> _Passage to read_:
Local LLM applications face unique challenges when tasks extend beyond simple queries and responses. Analyzing hundreds of documents, generating comprehensive reports, processing entire codebases, or conducting multi-hour research requires architectures fundamentally different from chat interfaces. These long-running tasks introduce concerns about reliability, progress tracking, resource management, and graceful failure handling that quick queries never encounter. A system that works perfectly for 10-second interactions often fails catastrophically when a task takes 10 hours.
The complexity emerges from multiple fronts simultaneously. Hardware can fail mid-task. Memory usage accumulates over thousands of operations. Users need visibility into progress for tasks taking hours. Partial results must be preserved when failures inevitably occur. These aren’t minor implementation details—they’re architectural requirements that must be designed in from the start. Understanding how to build robust long-running task systems separates demos from production-ready local LLM applications.
Understanding Long-Running Task Characteristics
Long-running tasks differ qualitatively from interactive queries in ways that demand different architectural approaches.

> _Task_:
Write the next part of the article on long-running tasks in local LLM applications, starting right after its final sentence.

> _Data excerpts_:

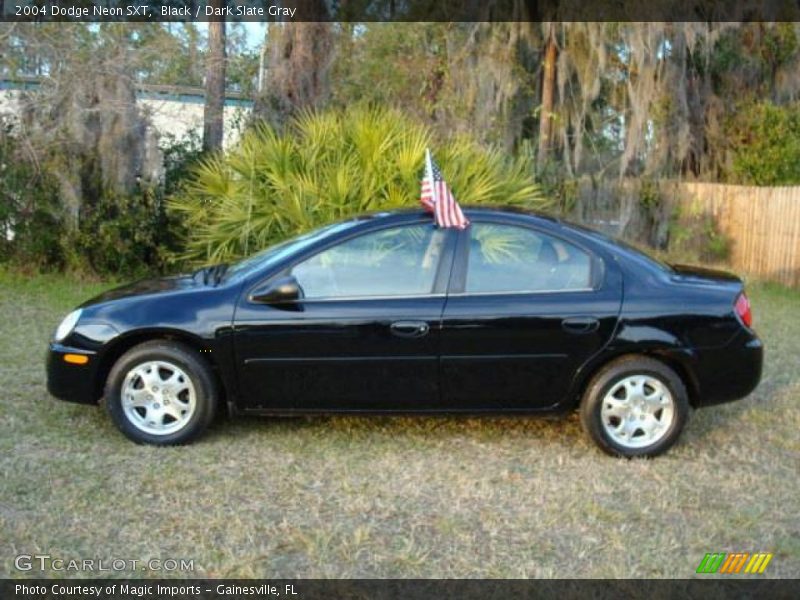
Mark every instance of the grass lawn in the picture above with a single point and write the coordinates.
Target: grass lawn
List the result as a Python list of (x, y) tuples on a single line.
[(393, 497)]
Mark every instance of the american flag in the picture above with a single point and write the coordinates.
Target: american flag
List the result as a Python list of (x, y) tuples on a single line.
[(437, 198)]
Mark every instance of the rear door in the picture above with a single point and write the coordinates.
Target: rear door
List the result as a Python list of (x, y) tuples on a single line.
[(526, 309)]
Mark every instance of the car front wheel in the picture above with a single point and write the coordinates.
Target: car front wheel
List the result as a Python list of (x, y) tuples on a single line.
[(161, 393), (635, 406)]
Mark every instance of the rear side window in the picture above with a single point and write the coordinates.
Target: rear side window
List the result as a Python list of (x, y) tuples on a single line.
[(508, 258), (401, 261)]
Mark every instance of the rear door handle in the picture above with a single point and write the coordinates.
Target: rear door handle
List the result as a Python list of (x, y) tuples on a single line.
[(409, 328), (580, 324)]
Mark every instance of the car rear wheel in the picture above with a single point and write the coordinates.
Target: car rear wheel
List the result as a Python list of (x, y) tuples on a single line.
[(161, 393), (635, 406)]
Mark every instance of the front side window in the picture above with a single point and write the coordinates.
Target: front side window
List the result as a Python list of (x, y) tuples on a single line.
[(400, 261), (507, 258)]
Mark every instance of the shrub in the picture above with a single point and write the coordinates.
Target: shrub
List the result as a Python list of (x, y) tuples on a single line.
[(765, 140), (327, 166)]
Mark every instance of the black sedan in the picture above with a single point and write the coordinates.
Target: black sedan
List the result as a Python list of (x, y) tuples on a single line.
[(517, 314)]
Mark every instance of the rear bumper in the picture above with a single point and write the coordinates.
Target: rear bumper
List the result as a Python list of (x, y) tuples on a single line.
[(71, 382), (728, 373)]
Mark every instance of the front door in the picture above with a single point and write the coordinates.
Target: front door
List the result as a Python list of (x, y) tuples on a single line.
[(365, 334), (526, 310)]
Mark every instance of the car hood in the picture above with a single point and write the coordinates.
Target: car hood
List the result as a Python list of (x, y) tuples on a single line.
[(148, 287), (691, 273)]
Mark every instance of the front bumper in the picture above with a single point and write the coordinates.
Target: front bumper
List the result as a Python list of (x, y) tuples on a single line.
[(68, 381)]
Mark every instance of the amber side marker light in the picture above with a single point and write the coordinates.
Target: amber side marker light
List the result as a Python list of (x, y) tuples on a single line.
[(76, 359)]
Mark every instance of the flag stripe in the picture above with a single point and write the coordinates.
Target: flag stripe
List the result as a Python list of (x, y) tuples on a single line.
[(436, 197)]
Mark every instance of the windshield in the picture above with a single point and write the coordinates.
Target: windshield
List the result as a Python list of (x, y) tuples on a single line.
[(278, 252)]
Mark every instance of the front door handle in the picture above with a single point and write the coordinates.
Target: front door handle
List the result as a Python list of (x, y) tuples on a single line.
[(580, 324), (409, 328)]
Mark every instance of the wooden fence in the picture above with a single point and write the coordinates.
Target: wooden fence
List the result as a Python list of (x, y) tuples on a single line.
[(762, 225)]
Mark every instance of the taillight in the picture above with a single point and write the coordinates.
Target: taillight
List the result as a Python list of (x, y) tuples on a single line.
[(742, 308)]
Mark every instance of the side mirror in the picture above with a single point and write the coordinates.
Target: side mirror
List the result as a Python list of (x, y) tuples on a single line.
[(283, 289)]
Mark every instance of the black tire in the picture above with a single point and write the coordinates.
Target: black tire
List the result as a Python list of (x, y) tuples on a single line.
[(614, 375), (192, 371)]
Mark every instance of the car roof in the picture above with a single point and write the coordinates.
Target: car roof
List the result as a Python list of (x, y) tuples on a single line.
[(469, 210)]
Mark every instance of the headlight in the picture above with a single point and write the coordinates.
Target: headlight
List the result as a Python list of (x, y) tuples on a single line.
[(68, 324)]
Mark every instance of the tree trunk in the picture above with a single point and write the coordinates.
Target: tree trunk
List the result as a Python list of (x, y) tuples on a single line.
[(213, 115), (548, 97)]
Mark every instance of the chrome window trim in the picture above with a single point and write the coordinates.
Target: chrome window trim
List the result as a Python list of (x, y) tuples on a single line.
[(525, 292)]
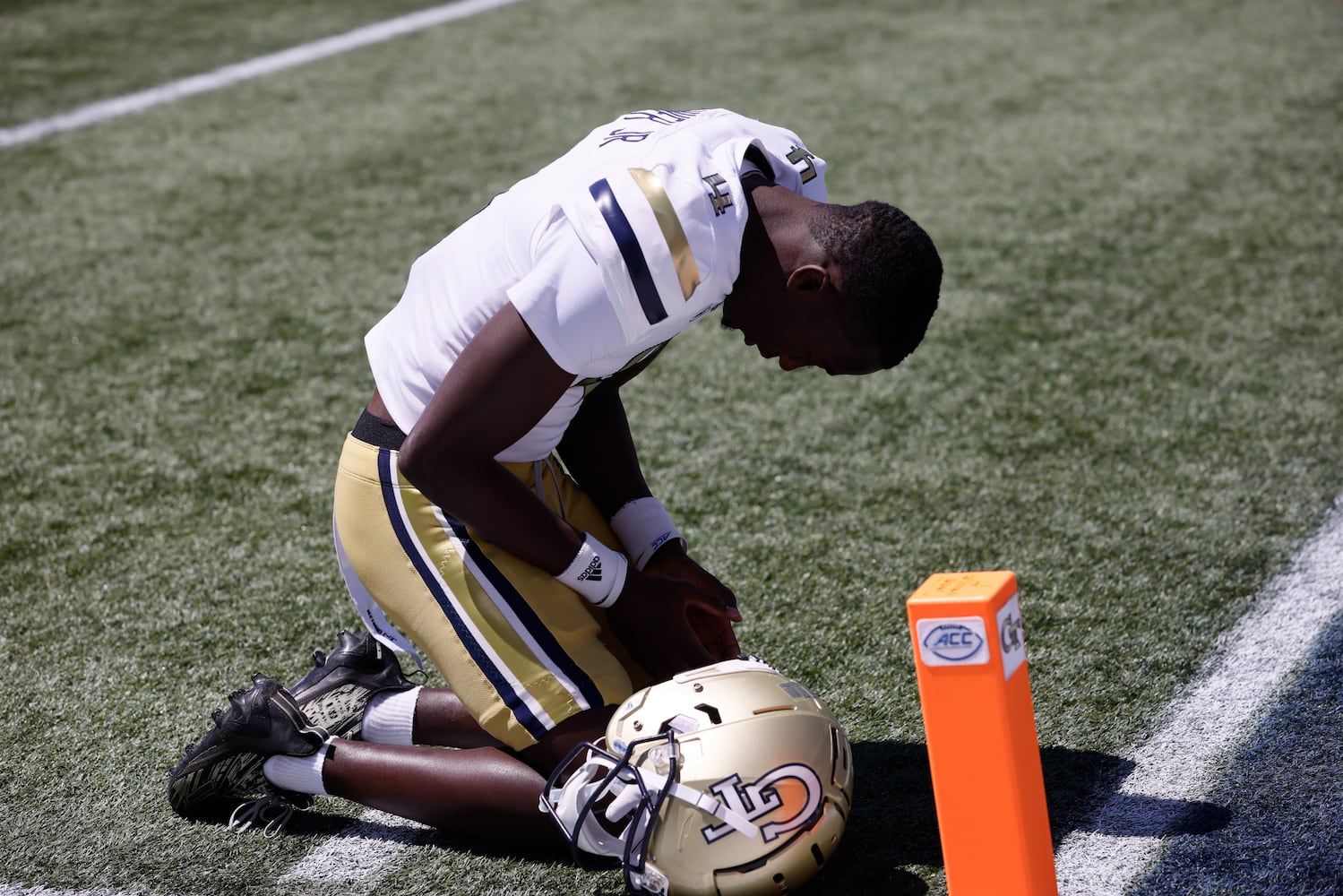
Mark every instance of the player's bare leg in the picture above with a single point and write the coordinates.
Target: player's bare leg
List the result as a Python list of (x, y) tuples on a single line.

> _Solved problem_:
What Makes a Task “Long-Running”
Duration defines the boundary. Tasks taking minutes to hours rather than seconds cross into long-running territory. A 3-second chat response is interactive. A 3-minute document analysis is transitional. A 3-hour codebase audit is definitively long-running.
The practical implications:
- User can’t wait for completion in a single session
- System must handle interruptions (user closes browser, network drops, computer sleeps)
- Resources must be managed carefully to avoid exhaustion
- Progress visibility becomes essential for user confidence
- Failure recovery must preserve work rather than restarting
Examples of long-running tasks:
- Processing 500+ documents for analysis or summarization
- Generating comprehensive technical reports with research
- Code review across entire repositories
- Multi-step research requiring iteration and synthesis
- Content generation for books, courses, or extensive documentation
- Data pipeline processing with LLM components
Resource Consumption Patterns
Long tasks consume resources differently than quick queries. A single 3-second query uses 3 seconds of GPU time. A 3-hour task uses 3 hours continuously—a 3,600x difference. This creates distinct challenges.
GPU occupancy: The GPU remains occupied for the entire duration, preventing other work. For single-user systems, this might be acceptable. For shared systems, it requires sophisticated scheduling or dedicated task workers.
Memory accumulation: Each operation allocates memory—tokenization buffers, intermediate results, cached states. Over thousands of operations, small leaks become system-killing memory exhaustion. Tasks that would run fine for 10 iterations crash at iteration 1,000.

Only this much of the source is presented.